THE PROBLEM: Print everything from the start of the material down to and including the line that contains "[0,0,640,100]", word for word, and leave out the pictures.

INPUT ROWS:
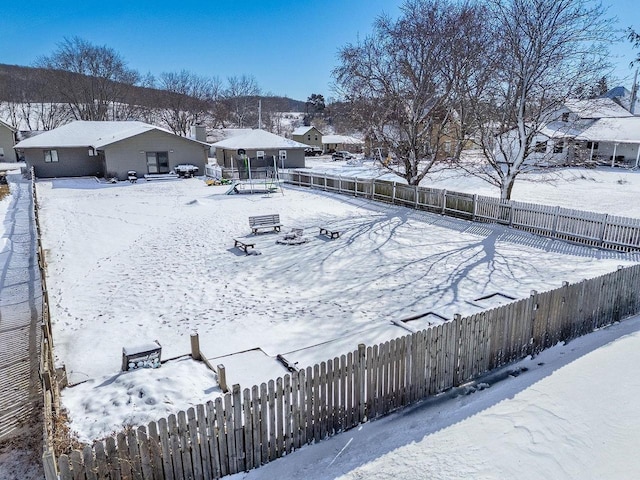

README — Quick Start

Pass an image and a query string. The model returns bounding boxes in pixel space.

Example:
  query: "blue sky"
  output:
[0,0,640,100]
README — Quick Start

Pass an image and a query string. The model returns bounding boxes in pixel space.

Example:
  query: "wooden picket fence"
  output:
[30,167,64,479]
[53,265,640,480]
[281,170,640,252]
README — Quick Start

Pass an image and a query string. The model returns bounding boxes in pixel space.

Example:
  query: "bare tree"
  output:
[37,37,138,120]
[223,75,262,128]
[157,70,214,136]
[334,0,475,185]
[467,0,614,199]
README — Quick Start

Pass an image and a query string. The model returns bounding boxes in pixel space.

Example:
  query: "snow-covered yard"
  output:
[38,160,640,446]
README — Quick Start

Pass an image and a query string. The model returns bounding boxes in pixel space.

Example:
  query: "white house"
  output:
[212,129,308,168]
[501,98,640,166]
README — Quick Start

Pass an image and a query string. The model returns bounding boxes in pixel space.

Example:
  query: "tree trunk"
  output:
[500,175,516,200]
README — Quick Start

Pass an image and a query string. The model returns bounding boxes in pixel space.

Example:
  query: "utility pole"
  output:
[629,68,638,115]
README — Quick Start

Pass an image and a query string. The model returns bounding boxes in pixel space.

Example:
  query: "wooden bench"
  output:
[320,227,340,238]
[122,341,162,372]
[233,238,256,255]
[249,213,282,233]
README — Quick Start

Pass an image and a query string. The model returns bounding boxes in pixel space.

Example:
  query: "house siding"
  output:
[23,147,104,178]
[104,130,209,180]
[292,127,322,148]
[216,148,305,168]
[0,123,17,162]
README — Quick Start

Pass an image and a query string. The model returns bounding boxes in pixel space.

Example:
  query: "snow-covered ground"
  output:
[21,158,640,479]
[33,159,640,450]
[230,317,640,480]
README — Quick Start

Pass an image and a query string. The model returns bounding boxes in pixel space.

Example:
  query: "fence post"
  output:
[453,313,466,387]
[471,193,478,222]
[42,448,58,480]
[600,213,609,246]
[551,206,560,238]
[528,290,538,355]
[358,343,367,422]
[191,332,202,360]
[216,363,229,393]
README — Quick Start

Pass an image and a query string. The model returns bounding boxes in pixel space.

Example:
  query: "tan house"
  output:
[0,120,17,163]
[291,127,322,148]
[14,121,209,180]
[322,135,364,153]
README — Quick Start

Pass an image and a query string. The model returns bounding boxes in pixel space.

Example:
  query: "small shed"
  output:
[291,126,322,148]
[212,129,308,168]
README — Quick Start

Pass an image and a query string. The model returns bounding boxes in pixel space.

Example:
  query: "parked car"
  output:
[331,150,353,162]
[304,147,322,156]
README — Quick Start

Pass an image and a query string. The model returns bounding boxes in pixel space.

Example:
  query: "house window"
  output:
[44,150,58,163]
[147,152,169,174]
[533,142,547,153]
[553,140,564,153]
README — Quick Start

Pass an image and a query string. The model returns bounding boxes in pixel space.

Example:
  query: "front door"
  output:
[147,152,169,173]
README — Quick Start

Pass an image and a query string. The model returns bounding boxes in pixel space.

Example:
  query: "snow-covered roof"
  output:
[603,86,640,114]
[322,135,364,145]
[212,130,309,150]
[540,121,585,138]
[292,125,319,135]
[576,116,640,144]
[0,120,17,132]
[207,128,253,143]
[15,120,206,149]
[564,98,633,118]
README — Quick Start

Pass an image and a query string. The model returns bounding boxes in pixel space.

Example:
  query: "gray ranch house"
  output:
[0,120,16,163]
[212,129,308,169]
[291,126,322,149]
[14,121,209,180]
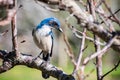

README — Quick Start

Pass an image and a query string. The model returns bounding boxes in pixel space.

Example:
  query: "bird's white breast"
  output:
[33,25,52,53]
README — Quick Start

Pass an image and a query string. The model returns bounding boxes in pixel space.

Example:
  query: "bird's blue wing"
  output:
[50,35,54,57]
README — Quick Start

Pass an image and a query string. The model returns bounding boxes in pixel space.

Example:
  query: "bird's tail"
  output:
[42,53,50,79]
[42,72,50,79]
[43,53,50,61]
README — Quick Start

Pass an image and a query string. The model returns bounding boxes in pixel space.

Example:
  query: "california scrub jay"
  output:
[32,17,62,61]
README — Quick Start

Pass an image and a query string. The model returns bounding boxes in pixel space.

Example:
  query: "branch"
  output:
[0,50,75,80]
[83,36,116,66]
[100,60,120,80]
[36,0,120,52]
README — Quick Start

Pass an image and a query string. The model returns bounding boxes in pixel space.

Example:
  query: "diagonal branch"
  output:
[0,50,75,80]
[101,60,120,80]
[83,36,117,65]
[39,0,120,52]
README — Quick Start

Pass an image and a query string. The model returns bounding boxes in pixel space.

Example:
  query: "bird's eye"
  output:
[49,21,58,26]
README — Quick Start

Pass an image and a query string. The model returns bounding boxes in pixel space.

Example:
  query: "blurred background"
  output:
[0,0,120,80]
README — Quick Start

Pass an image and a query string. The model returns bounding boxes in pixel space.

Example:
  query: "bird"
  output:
[32,17,63,61]
[32,17,63,79]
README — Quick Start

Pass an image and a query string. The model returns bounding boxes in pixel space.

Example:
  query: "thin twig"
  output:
[103,0,120,25]
[73,28,86,76]
[83,36,117,66]
[34,0,60,12]
[101,60,120,80]
[100,9,120,24]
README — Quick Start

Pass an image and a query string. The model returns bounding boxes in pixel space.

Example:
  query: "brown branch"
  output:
[103,0,120,25]
[0,50,75,80]
[63,33,77,67]
[73,28,86,80]
[100,60,120,80]
[39,0,120,52]
[83,36,117,66]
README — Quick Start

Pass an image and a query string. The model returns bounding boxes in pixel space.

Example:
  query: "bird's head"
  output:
[38,17,63,32]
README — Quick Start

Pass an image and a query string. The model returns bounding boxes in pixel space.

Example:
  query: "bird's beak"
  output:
[58,28,63,32]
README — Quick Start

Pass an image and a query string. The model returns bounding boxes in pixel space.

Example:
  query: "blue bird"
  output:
[32,17,62,61]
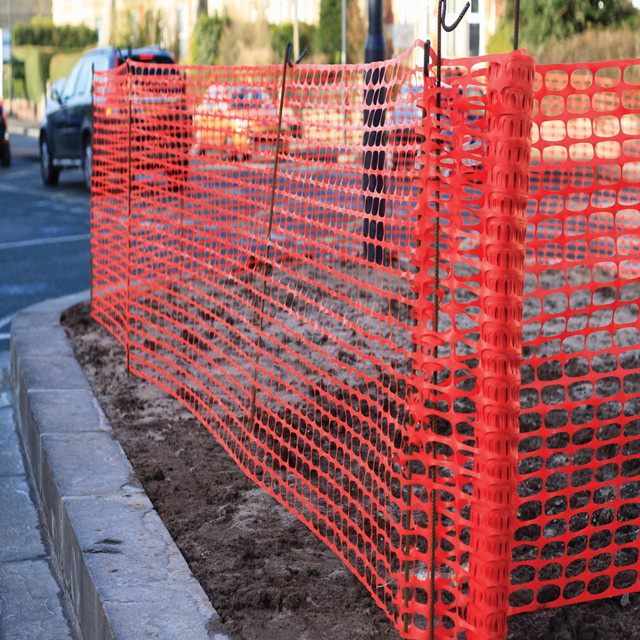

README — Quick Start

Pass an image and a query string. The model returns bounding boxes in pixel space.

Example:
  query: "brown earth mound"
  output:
[63,305,640,640]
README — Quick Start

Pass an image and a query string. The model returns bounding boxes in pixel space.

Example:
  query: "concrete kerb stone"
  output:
[11,291,228,640]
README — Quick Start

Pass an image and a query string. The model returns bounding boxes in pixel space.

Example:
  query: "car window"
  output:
[74,60,92,97]
[60,60,84,102]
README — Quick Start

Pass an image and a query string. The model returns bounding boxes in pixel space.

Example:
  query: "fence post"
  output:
[467,51,534,639]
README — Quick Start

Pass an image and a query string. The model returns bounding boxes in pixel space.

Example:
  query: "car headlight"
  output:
[233,118,249,133]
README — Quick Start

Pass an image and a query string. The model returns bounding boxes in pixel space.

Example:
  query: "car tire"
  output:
[82,138,92,192]
[40,136,60,187]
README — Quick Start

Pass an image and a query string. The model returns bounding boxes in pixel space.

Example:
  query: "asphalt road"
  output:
[0,129,90,344]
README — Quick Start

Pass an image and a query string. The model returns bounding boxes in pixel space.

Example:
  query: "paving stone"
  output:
[42,432,143,497]
[0,477,45,562]
[13,326,73,358]
[0,422,25,478]
[29,389,112,434]
[100,585,220,640]
[0,560,73,640]
[63,494,198,592]
[15,356,89,390]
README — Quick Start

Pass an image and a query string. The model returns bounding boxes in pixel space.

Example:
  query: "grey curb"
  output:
[11,291,229,640]
[7,118,40,140]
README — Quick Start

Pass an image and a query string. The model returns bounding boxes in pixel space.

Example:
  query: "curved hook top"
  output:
[284,42,307,68]
[438,0,471,33]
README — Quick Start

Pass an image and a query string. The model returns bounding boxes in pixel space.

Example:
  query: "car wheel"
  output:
[2,144,11,169]
[40,136,60,187]
[82,139,91,191]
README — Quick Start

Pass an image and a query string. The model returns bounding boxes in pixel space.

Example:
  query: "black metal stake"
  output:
[362,0,387,264]
[249,42,307,438]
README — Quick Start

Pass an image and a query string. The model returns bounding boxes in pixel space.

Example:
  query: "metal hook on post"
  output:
[438,0,471,33]
[285,42,307,69]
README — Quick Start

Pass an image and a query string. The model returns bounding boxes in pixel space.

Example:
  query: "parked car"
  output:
[40,47,177,189]
[0,99,11,169]
[193,85,300,159]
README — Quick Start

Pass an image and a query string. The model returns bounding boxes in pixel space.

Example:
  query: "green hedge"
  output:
[49,51,84,82]
[13,45,56,102]
[12,17,98,50]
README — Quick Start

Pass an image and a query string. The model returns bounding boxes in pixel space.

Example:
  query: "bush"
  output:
[189,11,230,65]
[538,27,640,64]
[12,17,98,51]
[13,45,55,102]
[269,22,316,57]
[49,51,83,82]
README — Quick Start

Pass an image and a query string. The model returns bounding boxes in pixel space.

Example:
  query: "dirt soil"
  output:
[62,305,640,640]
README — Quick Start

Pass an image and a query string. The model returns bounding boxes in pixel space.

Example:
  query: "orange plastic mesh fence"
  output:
[92,43,640,638]
[511,60,640,612]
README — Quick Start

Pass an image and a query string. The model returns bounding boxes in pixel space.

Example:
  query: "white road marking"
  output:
[0,233,91,249]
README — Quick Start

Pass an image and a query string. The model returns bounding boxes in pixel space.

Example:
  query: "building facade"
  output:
[51,0,504,61]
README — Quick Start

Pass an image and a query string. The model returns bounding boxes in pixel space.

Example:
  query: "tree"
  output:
[347,1,367,63]
[269,22,316,57]
[315,0,366,62]
[503,0,637,51]
[115,9,164,49]
[189,12,229,65]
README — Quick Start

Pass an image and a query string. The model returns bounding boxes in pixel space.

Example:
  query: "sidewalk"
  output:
[6,115,40,139]
[0,351,80,640]
[0,291,229,640]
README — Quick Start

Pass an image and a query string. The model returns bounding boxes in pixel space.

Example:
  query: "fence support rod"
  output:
[249,42,307,431]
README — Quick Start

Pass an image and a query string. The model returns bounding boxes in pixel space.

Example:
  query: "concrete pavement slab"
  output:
[0,351,79,640]
[0,560,75,640]
[0,477,45,563]
[11,292,228,640]
[29,389,112,435]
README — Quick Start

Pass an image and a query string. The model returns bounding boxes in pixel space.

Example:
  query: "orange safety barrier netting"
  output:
[92,43,640,638]
[511,60,640,612]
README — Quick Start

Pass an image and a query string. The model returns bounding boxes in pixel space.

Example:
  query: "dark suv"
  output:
[40,47,175,189]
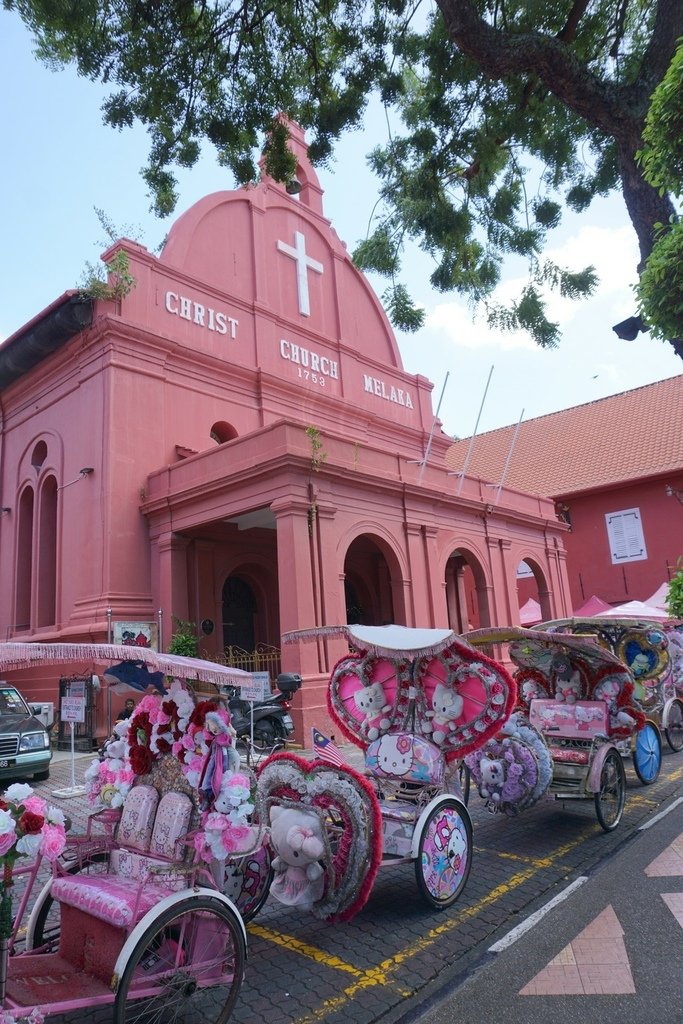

EXERCISE ANSWER:
README — Quick Start

Pass an image and a query string. The model returns bounding boxes in pixel space.

Example:
  query: "blue sky"
  output:
[0,0,640,100]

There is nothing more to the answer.